== Extracted information

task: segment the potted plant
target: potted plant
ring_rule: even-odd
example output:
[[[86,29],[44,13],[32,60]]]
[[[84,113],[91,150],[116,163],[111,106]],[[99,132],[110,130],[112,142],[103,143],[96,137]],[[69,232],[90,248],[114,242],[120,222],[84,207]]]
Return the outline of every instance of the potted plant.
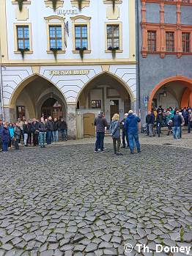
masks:
[[[56,7],[56,1],[57,1],[57,0],[51,0],[51,1],[52,1],[52,4],[53,4],[53,10],[55,12]]]
[[[79,54],[80,54],[81,59],[81,60],[83,60],[84,59],[84,51],[86,50],[86,47],[82,47],[82,48],[76,47],[75,50],[79,51]]]
[[[62,49],[60,48],[51,48],[50,50],[53,51],[55,60],[56,61],[57,52],[58,52],[58,51],[62,50]]]
[[[22,59],[24,59],[25,57],[25,51],[29,51],[29,49],[28,48],[26,48],[25,49],[20,48],[18,48],[18,51],[21,52],[21,54],[22,56]]]
[[[18,9],[20,12],[22,12],[23,0],[18,0]]]
[[[81,11],[83,0],[78,0],[78,10]]]
[[[116,57],[116,51],[119,50],[119,47],[112,47],[112,46],[109,46],[108,48],[108,51],[111,51],[112,53],[112,57],[113,59],[115,59]]]

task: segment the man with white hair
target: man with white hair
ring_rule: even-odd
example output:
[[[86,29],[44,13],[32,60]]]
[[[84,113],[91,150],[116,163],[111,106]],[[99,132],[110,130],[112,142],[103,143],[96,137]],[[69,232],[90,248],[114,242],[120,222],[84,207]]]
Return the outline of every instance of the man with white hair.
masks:
[[[128,141],[128,132],[127,132],[127,129],[125,129],[125,122],[126,118],[128,117],[128,113],[125,113],[124,118],[120,122],[120,124],[122,125],[122,148],[126,147],[125,139],[127,141],[128,147],[129,147],[129,141]]]
[[[133,110],[130,110],[125,125],[128,134],[129,147],[131,154],[134,153],[134,140],[136,145],[137,153],[141,153],[138,129],[138,122],[141,122],[141,119],[136,114],[133,114]]]

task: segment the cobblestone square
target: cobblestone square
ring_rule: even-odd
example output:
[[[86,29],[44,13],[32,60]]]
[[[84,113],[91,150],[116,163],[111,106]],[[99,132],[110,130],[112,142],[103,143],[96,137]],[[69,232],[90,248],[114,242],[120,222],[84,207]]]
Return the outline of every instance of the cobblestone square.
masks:
[[[117,156],[109,141],[103,153],[89,143],[1,153],[1,256],[161,256],[135,245],[191,246],[192,150],[143,144]]]

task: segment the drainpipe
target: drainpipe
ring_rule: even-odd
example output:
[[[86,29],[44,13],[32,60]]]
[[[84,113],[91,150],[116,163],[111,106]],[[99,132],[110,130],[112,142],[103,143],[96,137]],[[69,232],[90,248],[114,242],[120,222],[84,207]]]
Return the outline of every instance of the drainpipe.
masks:
[[[1,118],[4,120],[4,102],[3,102],[3,74],[2,74],[2,55],[0,38],[0,107],[1,111]]]
[[[140,45],[139,45],[139,0],[136,2],[136,70],[137,70],[137,84],[138,84],[138,107],[139,115],[141,117],[141,82],[140,82]]]

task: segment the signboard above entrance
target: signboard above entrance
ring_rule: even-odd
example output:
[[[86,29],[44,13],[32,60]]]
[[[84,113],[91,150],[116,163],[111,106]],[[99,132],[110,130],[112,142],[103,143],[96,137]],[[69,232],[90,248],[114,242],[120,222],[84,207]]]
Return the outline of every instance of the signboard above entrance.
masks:
[[[51,76],[88,75],[88,70],[50,70]]]

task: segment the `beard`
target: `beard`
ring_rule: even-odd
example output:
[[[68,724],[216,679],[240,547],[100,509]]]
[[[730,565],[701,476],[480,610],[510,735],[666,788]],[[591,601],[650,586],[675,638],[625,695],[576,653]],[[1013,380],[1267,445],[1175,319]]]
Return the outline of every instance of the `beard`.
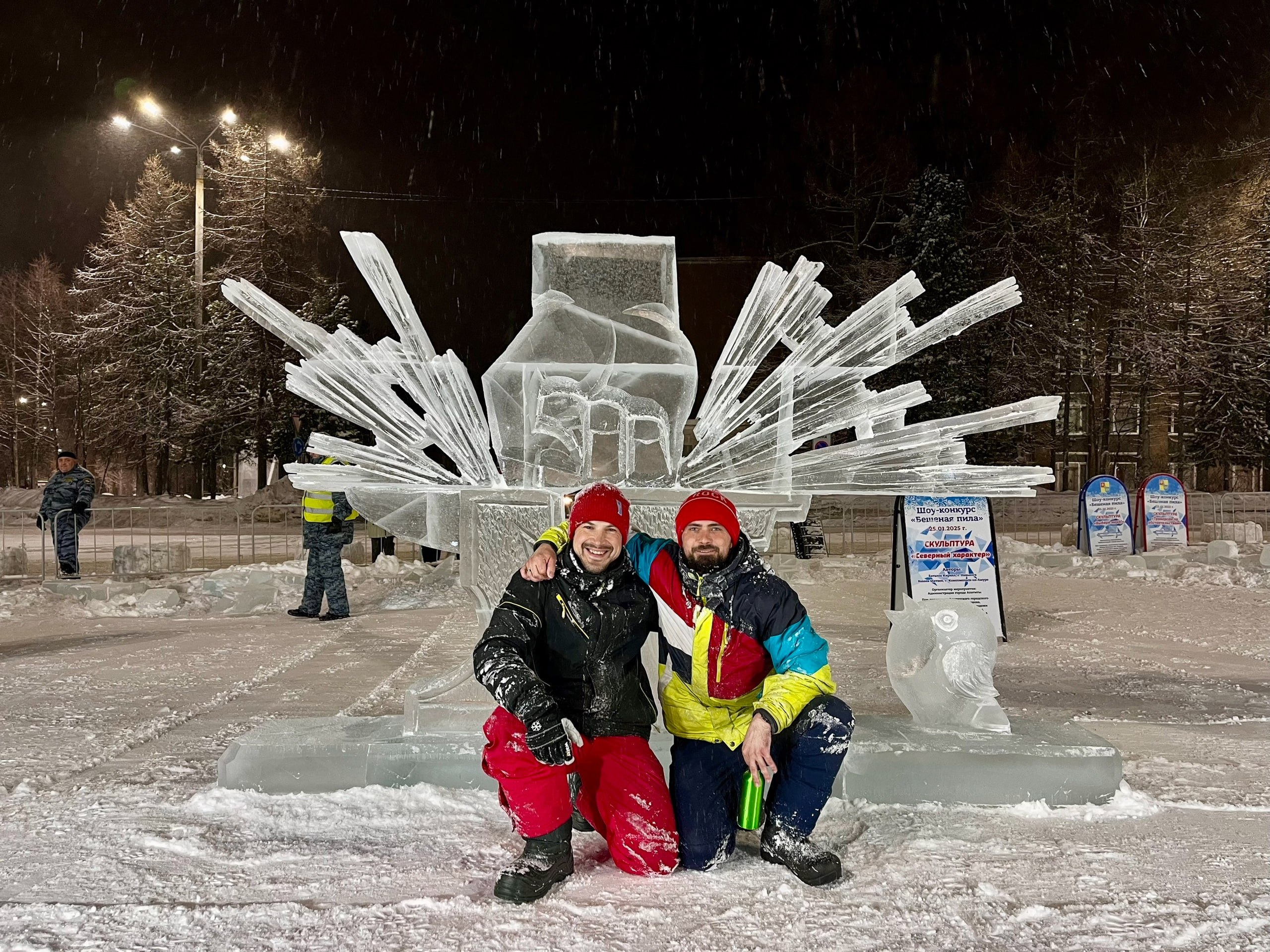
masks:
[[[710,571],[711,569],[718,569],[728,557],[720,552],[718,548],[711,548],[706,546],[698,546],[691,552],[683,553],[685,561],[697,571]]]

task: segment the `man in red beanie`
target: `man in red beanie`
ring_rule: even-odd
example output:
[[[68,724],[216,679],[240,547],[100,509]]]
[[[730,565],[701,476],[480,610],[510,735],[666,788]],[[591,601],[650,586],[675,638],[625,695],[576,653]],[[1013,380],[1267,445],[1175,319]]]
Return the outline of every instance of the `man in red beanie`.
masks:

====

## Task details
Output the entries above exactly. Drop the pictures.

## Problem solution
task: segment the potted plant
target: potted plant
ring_rule: even-odd
example output:
[[[86,29],[44,13],[32,60]]]
[[[84,113],[91,150],[116,163],[111,106]],[[99,132],[110,130],[112,142],[103,143],[96,137]],[[69,232],[90,248],[114,242],[120,222],[84,207]]]
Return the outline of every instance of the potted plant.
masks:
[[[56,7],[56,1],[57,1],[57,0],[51,0],[51,1],[52,1],[52,4],[53,4],[53,10],[55,12]]]
[[[79,54],[80,54],[81,59],[81,60],[83,60],[84,59],[84,51],[86,50],[86,47],[82,47],[82,48],[76,47],[75,50],[79,51]]]
[[[62,49],[60,48],[51,48],[50,50],[53,51],[55,60],[56,61],[57,52],[58,52],[58,51],[62,50]]]
[[[22,59],[24,59],[25,57],[25,51],[29,51],[29,49],[28,48],[26,48],[25,49],[20,48],[18,48],[18,51],[21,52],[21,54],[22,56]]]
[[[18,9],[20,12],[22,12],[23,0],[18,0]]]
[[[81,11],[83,0],[78,0],[78,10]]]
[[[116,57],[116,51],[119,50],[119,47],[112,47],[112,46],[109,46],[108,48],[108,51],[111,51],[112,53],[112,57],[113,59],[115,59]]]

task: segment the man with white hair
target: man with white hair
ring_rule: even-odd
example output:
[[[86,29],[44,13],[32,60]]]
[[[84,113],[91,150],[116,163],[111,106]],[[99,132],[110,130],[112,142],[103,143],[96,137]],[[69,232],[90,248],[114,242],[120,222],[84,207]]]
Return the outline of every instance of the man with white hair.
masks:
[[[128,141],[128,132],[127,132],[127,129],[125,129],[125,122],[126,118],[128,117],[128,113],[125,113],[124,118],[120,122],[120,124],[122,125],[122,148],[126,147],[125,139],[127,141],[128,147],[129,147],[129,141]]]
[[[133,110],[130,110],[125,125],[128,134],[129,147],[131,154],[134,153],[134,140],[136,145],[137,153],[141,153],[138,129],[138,122],[141,122],[141,119],[136,114],[133,114]]]

task: segment the cobblestone square
target: cobblestone square
ring_rule: even-odd
example output:
[[[86,29],[44,13],[32,60]]]
[[[84,113],[91,150],[116,163],[111,106]],[[99,132],[110,130],[112,142],[103,143],[96,137]],[[69,232],[90,248],[114,242],[120,222],[84,207]]]
Return the outline of every instance of the cobblestone square.
masks:
[[[117,156],[109,141],[103,153],[89,143],[1,153],[1,256],[161,256],[135,245],[191,246],[192,150],[143,144]]]

task: segment the drainpipe
target: drainpipe
ring_rule: even-odd
example output:
[[[86,29],[44,13],[32,60]]]
[[[84,113],[91,150],[116,163],[111,106]],[[99,132],[110,130],[112,142],[103,143],[96,137]],[[69,232],[90,248],[114,242],[120,222],[84,207]]]
Return the outline of every instance of the drainpipe.
masks:
[[[1,118],[4,120],[4,102],[3,102],[3,74],[2,74],[2,55],[0,38],[0,107],[1,111]]]
[[[140,45],[139,45],[139,0],[136,2],[136,70],[137,70],[137,84],[138,84],[138,107],[139,115],[141,117],[141,82],[140,82]]]

task: segment the signboard above entrance
target: signboard above entrance
ring_rule: even-odd
example output:
[[[86,29],[44,13],[32,60]]]
[[[84,113],[91,150],[116,163],[111,106]],[[99,132],[110,130],[112,142],[103,143],[96,137]],[[69,232],[90,248],[114,242],[120,222],[84,207]]]
Return the outline of every instance of the signboard above entrance.
masks:
[[[51,76],[88,75],[88,70],[50,70]]]

task: segment the `beard`
target: `beard`
ring_rule: even-odd
example output:
[[[68,724],[216,679],[240,547],[100,509]]]
[[[730,565],[701,476],[480,610],[510,735],[666,788]],[[591,601],[650,586],[675,638],[625,695],[576,653]],[[1013,380],[1267,445],[1175,319]]]
Return the outline of every instance of the `beard`.
masks:
[[[710,571],[711,569],[718,569],[728,557],[720,552],[718,548],[711,548],[706,546],[698,546],[691,552],[683,553],[685,561],[697,571]]]

task: segment the `man in red beanie`
target: `man in red beanie`
ring_rule: even-odd
example output:
[[[68,724],[216,679],[240,547],[100,509]]]
[[[730,565],[701,476],[480,610],[510,735],[666,788]],[[591,601],[650,586],[675,638],[625,695],[576,653]],[[1013,380],[1267,445],[1175,319]]]
Return the outline of every instance of the `man in red beanie`.
masks:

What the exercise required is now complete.